#### Task directions:
Count the lines in the records below that contain the string "house", treating uppercase and lowercase as different. Reply with the number alone.

#### Raw records:

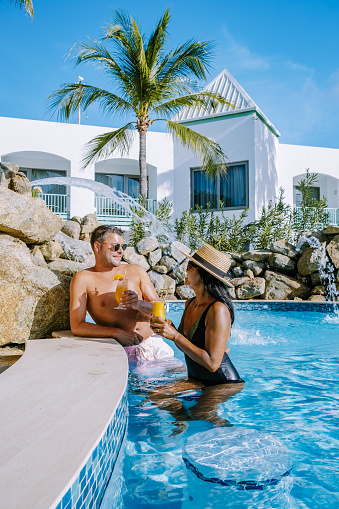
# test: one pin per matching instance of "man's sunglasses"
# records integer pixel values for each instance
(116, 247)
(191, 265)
--
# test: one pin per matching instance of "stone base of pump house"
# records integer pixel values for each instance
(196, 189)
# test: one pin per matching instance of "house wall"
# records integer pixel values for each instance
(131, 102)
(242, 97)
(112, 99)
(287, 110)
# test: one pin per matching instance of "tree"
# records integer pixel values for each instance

#### Response to this exercise:
2